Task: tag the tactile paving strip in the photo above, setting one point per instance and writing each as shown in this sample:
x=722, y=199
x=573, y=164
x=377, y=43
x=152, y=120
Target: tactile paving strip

■ ■ ■

:: WHAT IS REQUIRED ::
Only the data above, repeated exactly, should make up the reply.

:: EXERCISE SOLUTION ::
Task: tag the tactile paving strip in the photo above, setting one point per instance and writing each as shown in this sample:
x=722, y=199
x=573, y=164
x=377, y=43
x=152, y=120
Target: tactile paving strip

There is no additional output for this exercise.